■ **DO THIS**
Write out the passage of the museum exhibit article from "RALEIGH, NC (WECT)" to "Civil Rights movement.", copying it word for word.

■ **DOCUMENT**

------

RALEIGH, NC (WECT) - This weekend, the North Carolina Museum of History will open the final part of its largest exhibit ever, "The Story of North Carolina."
Thousands of people have already seen part one of the exhibit, which opened in the spring, but it only skimmed the surface of the state's early history, from North Carolina's earliest inhabitants thru the early 1800's. Part two will continue the journey thru the antebellum era, the Civil War, the rise of industry, the Great Depression, the two World Wars and the Civil Rights movement.
"It is a good survey of the state's history," said Donna Bell-Kite, the North Carolina Museum of History's assistant curator." "It is not going to go into a great amount of detail in any one particular subject, but going thru this exhibit, you should get a good overview of North Carolina's history, from its earliest inhabitants until today."
Hundreds of artifacts help tell the story. Early in the tour, you'll find out about the issue of slavery in North Carolina before the Civil War brought changes, divisions and hardships.
The war's end brought new beginnings and Reconstruction forced difficult changes, including the 1898 Wilmington race riots.

------

■ **DATA ENTRIES**
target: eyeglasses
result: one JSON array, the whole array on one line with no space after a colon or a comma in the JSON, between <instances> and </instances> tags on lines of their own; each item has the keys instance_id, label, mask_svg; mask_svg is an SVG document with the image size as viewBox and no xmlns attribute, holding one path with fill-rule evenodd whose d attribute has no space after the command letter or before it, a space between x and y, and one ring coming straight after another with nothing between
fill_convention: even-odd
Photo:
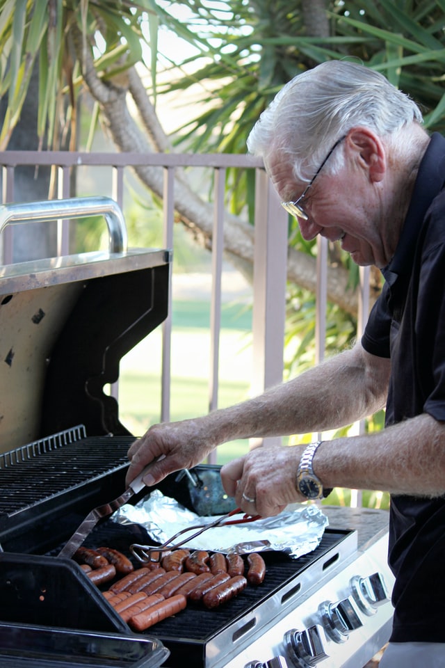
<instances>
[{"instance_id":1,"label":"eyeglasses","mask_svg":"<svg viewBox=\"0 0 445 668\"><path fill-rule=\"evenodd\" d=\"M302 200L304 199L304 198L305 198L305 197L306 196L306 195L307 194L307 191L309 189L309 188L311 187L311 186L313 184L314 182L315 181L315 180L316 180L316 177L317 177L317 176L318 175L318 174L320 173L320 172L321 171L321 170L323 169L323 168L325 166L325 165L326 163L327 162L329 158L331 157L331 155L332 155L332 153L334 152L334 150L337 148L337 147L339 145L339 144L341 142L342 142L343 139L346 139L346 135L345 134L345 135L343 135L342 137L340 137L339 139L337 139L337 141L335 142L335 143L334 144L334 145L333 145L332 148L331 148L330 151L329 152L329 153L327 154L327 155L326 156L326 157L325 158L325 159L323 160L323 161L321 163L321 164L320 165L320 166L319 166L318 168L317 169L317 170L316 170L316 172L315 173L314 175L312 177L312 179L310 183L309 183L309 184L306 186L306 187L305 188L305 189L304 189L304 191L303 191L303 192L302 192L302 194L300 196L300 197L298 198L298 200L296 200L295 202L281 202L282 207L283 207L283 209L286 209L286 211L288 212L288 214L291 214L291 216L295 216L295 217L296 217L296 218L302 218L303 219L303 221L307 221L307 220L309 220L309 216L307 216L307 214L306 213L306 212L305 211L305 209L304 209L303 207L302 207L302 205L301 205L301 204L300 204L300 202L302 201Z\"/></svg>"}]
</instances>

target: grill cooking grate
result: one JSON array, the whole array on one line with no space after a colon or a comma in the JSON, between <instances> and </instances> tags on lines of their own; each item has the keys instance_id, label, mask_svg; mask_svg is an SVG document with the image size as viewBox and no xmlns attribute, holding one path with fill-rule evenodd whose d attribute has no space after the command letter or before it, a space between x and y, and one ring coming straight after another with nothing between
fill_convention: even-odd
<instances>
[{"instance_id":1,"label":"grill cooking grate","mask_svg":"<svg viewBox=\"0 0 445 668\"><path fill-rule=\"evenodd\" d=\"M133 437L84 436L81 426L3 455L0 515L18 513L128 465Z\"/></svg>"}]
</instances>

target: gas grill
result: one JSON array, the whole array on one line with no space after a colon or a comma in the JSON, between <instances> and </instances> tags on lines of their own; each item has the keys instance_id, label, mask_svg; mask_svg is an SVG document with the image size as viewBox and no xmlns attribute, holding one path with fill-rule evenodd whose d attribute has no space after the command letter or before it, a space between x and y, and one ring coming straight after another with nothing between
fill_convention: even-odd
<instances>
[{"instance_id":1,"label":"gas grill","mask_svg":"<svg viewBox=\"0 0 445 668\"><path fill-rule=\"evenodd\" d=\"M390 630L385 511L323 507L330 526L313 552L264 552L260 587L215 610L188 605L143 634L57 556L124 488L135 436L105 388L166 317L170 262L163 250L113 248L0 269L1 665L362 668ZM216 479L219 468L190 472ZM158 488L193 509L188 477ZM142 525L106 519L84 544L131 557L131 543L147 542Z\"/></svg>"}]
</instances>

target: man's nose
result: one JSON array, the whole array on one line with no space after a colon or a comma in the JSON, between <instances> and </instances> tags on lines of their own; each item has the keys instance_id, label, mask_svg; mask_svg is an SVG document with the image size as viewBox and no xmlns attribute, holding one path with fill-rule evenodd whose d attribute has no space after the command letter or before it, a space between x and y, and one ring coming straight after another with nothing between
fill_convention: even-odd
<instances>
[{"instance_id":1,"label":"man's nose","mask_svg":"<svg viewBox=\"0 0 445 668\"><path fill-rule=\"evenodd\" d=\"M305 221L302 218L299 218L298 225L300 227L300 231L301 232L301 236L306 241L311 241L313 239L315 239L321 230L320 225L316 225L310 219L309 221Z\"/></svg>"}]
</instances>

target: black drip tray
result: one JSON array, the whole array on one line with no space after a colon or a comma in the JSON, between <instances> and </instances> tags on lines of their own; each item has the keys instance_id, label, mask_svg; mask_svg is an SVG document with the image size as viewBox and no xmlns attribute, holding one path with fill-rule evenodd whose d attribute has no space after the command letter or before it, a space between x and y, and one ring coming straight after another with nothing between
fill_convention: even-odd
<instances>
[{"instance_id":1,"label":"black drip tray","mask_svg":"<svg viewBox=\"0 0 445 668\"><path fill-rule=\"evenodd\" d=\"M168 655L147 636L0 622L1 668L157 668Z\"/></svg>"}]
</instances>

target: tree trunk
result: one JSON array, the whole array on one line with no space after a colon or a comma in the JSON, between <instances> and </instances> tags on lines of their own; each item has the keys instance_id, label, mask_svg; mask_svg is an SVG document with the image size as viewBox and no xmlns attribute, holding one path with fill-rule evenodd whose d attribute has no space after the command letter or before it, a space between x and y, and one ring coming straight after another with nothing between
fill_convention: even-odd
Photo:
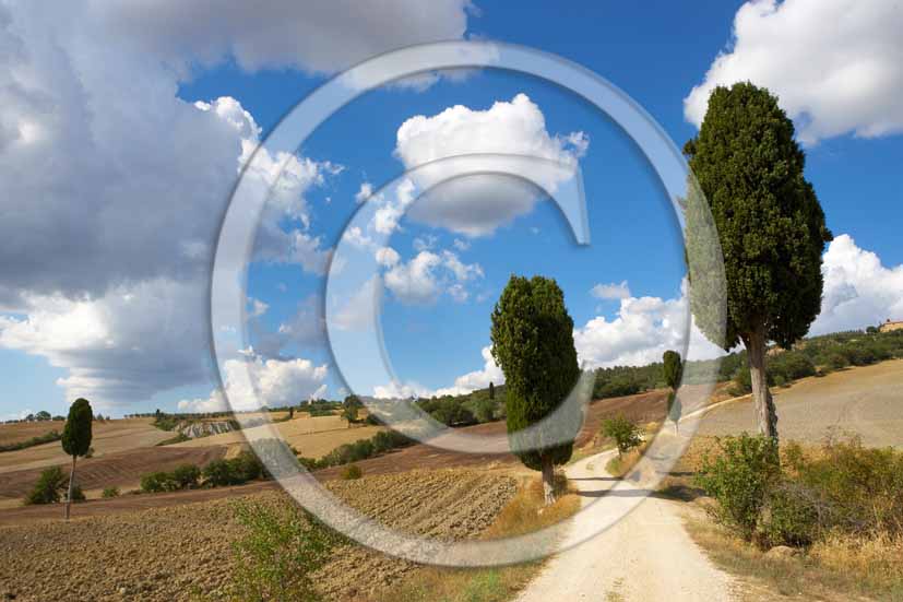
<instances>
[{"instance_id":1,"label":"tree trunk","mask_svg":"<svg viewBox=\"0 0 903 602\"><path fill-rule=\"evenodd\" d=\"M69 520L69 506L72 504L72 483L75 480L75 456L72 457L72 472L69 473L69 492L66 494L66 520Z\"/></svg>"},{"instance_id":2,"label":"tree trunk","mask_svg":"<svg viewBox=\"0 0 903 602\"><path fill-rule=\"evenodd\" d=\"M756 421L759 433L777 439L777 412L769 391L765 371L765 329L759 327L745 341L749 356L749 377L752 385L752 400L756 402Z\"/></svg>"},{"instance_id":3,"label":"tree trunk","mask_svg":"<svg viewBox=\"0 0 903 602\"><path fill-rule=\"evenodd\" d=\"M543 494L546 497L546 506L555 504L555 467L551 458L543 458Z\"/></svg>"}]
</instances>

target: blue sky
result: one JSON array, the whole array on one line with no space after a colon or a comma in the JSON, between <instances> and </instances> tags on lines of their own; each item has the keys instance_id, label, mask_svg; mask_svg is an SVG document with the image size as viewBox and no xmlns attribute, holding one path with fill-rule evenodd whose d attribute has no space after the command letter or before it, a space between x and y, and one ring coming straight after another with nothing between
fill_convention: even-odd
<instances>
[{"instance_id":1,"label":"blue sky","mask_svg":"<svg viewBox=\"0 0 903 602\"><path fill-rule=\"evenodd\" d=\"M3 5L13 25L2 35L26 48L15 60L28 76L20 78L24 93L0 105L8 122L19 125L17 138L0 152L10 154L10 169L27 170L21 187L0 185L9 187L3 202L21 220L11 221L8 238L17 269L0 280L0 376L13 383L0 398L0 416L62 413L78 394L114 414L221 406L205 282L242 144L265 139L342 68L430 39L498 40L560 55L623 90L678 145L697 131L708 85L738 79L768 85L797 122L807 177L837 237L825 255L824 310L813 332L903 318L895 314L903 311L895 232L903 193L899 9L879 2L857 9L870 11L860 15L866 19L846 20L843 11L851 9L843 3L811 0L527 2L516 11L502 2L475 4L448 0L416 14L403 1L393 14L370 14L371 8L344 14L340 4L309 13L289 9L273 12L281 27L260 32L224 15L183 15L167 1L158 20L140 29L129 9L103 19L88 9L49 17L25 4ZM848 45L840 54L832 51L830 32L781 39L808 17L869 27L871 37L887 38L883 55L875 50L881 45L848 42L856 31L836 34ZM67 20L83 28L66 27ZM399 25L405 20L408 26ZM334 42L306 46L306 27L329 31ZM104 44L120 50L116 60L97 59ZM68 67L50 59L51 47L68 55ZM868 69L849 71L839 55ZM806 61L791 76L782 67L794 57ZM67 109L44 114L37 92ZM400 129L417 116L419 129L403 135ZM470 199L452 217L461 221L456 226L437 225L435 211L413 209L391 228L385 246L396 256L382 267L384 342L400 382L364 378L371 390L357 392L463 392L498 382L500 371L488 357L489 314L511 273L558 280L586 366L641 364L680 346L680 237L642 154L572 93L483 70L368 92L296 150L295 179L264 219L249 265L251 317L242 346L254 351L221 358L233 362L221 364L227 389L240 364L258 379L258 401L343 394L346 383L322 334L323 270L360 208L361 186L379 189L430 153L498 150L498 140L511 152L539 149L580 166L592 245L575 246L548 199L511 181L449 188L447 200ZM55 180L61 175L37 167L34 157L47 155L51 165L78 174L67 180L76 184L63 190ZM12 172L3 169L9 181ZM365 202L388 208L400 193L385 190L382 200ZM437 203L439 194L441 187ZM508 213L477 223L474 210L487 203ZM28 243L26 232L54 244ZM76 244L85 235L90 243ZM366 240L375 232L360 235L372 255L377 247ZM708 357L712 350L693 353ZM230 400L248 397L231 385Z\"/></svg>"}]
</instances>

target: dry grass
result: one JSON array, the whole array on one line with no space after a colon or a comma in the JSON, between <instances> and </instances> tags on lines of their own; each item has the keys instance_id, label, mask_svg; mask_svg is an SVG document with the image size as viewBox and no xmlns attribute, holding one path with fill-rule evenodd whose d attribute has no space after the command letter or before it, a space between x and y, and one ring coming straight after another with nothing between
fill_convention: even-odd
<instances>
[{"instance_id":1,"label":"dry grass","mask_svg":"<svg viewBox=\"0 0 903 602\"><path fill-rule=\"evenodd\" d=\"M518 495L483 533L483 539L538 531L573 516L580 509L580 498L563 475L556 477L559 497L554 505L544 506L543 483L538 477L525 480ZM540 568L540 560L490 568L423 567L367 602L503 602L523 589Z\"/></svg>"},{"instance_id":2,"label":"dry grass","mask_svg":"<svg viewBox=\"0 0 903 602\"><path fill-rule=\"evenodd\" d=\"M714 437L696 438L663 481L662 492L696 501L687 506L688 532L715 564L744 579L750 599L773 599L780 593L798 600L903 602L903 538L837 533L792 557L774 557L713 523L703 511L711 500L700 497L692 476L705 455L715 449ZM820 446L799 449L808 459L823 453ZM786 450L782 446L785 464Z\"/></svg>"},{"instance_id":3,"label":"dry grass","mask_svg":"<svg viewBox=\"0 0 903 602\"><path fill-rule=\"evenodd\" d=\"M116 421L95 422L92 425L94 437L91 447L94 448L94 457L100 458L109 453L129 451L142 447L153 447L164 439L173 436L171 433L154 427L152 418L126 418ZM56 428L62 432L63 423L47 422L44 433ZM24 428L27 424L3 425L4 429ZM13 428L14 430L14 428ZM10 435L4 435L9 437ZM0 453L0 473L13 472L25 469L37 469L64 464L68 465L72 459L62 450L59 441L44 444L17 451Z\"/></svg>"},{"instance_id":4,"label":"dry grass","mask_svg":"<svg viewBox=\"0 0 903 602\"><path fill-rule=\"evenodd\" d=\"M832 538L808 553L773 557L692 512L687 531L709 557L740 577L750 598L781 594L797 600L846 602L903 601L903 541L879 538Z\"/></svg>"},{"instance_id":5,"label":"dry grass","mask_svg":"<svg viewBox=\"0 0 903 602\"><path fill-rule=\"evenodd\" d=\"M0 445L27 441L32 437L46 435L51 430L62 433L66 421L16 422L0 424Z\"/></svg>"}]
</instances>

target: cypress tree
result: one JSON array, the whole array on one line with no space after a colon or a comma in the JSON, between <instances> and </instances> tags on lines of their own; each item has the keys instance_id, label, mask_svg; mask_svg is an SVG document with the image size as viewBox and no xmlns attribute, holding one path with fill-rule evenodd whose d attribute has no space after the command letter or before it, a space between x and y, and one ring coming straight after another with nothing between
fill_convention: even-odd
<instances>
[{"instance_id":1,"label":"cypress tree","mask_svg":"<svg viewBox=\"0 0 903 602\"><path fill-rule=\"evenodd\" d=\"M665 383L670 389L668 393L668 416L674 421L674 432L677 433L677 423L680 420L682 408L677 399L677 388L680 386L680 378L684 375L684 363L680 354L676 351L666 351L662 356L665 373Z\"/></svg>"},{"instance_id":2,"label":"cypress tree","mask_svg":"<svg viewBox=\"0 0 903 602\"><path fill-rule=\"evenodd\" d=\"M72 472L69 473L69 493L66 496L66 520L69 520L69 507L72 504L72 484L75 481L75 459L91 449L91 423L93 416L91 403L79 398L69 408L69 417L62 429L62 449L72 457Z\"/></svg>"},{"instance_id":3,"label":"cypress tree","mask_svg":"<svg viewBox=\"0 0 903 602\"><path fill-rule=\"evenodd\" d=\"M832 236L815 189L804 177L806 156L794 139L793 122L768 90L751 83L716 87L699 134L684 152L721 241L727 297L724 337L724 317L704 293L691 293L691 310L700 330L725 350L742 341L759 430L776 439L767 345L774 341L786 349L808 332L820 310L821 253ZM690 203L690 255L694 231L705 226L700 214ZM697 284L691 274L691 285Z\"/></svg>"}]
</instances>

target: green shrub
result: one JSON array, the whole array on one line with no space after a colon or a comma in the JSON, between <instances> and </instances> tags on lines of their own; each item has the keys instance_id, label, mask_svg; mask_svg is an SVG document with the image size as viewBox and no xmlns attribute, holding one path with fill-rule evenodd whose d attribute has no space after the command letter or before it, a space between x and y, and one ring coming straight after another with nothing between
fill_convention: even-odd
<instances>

------

■ **FINAL RESULT**
RALEIGH, NC (WECT) - This weekend, the North Carolina Museum of History will open the final part of its largest exhibit ever, "The Story of North Carolina."
Thousands of people have already seen part one of the exhibit, which opened in the spring, but it only skimmed the surface of the state's early history, from North Carolina's earliest inhabitants thru the early 1800's. Part two will continue the journey thru the antebellum era, the Civil War, the rise of industry, the Great Depression, the two World Wars and the Civil Rights movement.